##### Provided material

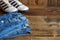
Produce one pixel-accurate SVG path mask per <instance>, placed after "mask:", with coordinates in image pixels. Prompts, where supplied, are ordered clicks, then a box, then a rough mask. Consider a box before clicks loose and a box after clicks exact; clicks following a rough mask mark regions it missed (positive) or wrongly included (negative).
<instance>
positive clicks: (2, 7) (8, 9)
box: [0, 0, 18, 12]
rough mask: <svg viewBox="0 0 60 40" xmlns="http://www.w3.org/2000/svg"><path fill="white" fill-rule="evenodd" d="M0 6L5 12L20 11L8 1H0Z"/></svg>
mask: <svg viewBox="0 0 60 40" xmlns="http://www.w3.org/2000/svg"><path fill="white" fill-rule="evenodd" d="M0 6H1V7H2V9H3V10H4V11H5V12H15V11H18V9H17V8H15V7H13V6H12V5H11V4H10V3H9V1H8V0H0Z"/></svg>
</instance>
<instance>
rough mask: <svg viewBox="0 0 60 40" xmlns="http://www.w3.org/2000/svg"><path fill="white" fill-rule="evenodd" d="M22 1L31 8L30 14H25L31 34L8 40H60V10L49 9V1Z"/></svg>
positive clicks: (53, 8) (46, 0)
mask: <svg viewBox="0 0 60 40" xmlns="http://www.w3.org/2000/svg"><path fill="white" fill-rule="evenodd" d="M21 1H22V2H23V3H24V4H26V5H27V6H28V7H29V8H30V11H29V12H27V13H25V12H23V14H25V16H26V17H27V18H28V19H29V24H30V26H31V34H30V35H27V36H22V37H17V38H13V39H6V40H60V18H59V17H60V8H59V7H47V0H25V1H24V0H21ZM1 13H2V12H1ZM1 13H0V14H1ZM26 14H27V15H26ZM46 18H48V19H49V21H50V20H51V22H50V23H52V24H50V23H49V22H47V21H46V20H45V19H46ZM58 18H59V19H58ZM56 20H59V22H56Z"/></svg>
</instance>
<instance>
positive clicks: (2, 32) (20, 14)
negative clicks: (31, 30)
mask: <svg viewBox="0 0 60 40" xmlns="http://www.w3.org/2000/svg"><path fill="white" fill-rule="evenodd" d="M25 24H28V19H27V18H26V17H25V16H24V15H22V14H21V13H19V12H10V13H6V14H4V15H2V16H0V40H2V39H4V38H15V37H17V36H24V35H28V34H29V33H30V30H31V28H30V26H27V25H25Z"/></svg>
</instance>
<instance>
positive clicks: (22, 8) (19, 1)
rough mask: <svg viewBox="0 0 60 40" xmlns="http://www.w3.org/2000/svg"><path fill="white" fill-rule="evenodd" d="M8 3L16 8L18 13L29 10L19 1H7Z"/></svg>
mask: <svg viewBox="0 0 60 40" xmlns="http://www.w3.org/2000/svg"><path fill="white" fill-rule="evenodd" d="M9 3H11V5H13V6H14V7H16V8H18V10H20V11H28V10H29V8H28V7H27V6H25V5H23V4H22V3H21V2H20V1H18V0H9Z"/></svg>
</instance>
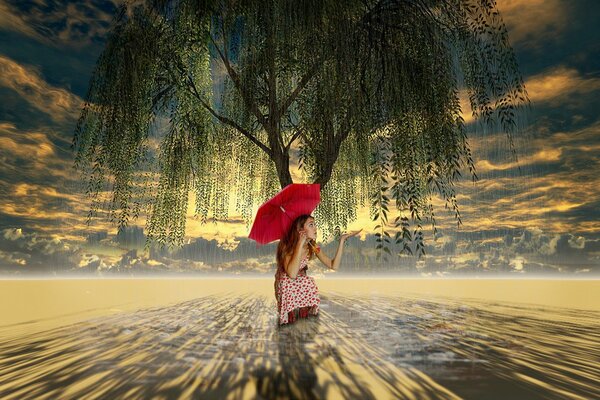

##########

Task requirements
The line containing "6L5 12L20 11L8" and every line after it, through the end of the data, are to be output exactly. Omit the pictures.

Solution
rough mask: <svg viewBox="0 0 60 40" xmlns="http://www.w3.org/2000/svg"><path fill="white" fill-rule="evenodd" d="M0 6L5 12L20 11L8 1H0Z"/></svg>
mask: <svg viewBox="0 0 60 40" xmlns="http://www.w3.org/2000/svg"><path fill="white" fill-rule="evenodd" d="M0 6H1V7H2V9H3V10H4V11H5V12H15V11H18V9H17V8H15V7H13V6H12V5H11V4H10V3H9V1H8V0H0Z"/></svg>
</instance>
<instance>
rough mask: <svg viewBox="0 0 60 40" xmlns="http://www.w3.org/2000/svg"><path fill="white" fill-rule="evenodd" d="M22 1L31 8L30 14H25L31 34L8 40H60V10L49 9V1Z"/></svg>
positive clicks: (53, 8) (46, 0)
mask: <svg viewBox="0 0 60 40" xmlns="http://www.w3.org/2000/svg"><path fill="white" fill-rule="evenodd" d="M21 1H22V2H23V3H24V4H26V5H27V6H28V7H29V8H30V11H29V12H27V13H25V12H23V14H25V16H26V17H27V18H28V19H29V24H30V26H31V34H30V35H27V36H22V37H17V38H13V39H6V40H60V18H59V17H60V8H59V7H47V0H25V1H24V0H21ZM1 13H2V12H1ZM1 13H0V14H1ZM26 14H27V15H26ZM46 18H48V19H49V21H50V20H51V22H50V23H52V24H50V23H49V22H47V21H46V20H45V19H46ZM58 18H59V19H58ZM56 20H59V22H56Z"/></svg>
</instance>
<instance>
positive clicks: (2, 32) (20, 14)
negative clicks: (31, 30)
mask: <svg viewBox="0 0 60 40" xmlns="http://www.w3.org/2000/svg"><path fill="white" fill-rule="evenodd" d="M25 24H28V19H27V18H26V17H25V16H24V15H22V14H21V13H19V12H10V13H6V14H4V15H2V16H0V40H2V39H4V38H15V37H17V36H24V35H28V34H29V33H30V30H31V28H30V26H27V25H25Z"/></svg>
</instance>
<instance>
positive clicks: (22, 8) (19, 1)
rough mask: <svg viewBox="0 0 60 40" xmlns="http://www.w3.org/2000/svg"><path fill="white" fill-rule="evenodd" d="M8 3L16 8L18 13L29 10L19 1H7Z"/></svg>
mask: <svg viewBox="0 0 60 40" xmlns="http://www.w3.org/2000/svg"><path fill="white" fill-rule="evenodd" d="M9 3H11V5H13V6H14V7H16V8H18V10H20V11H28V10H29V8H28V7H27V6H25V5H23V4H22V3H21V2H20V1H18V0H9Z"/></svg>
</instance>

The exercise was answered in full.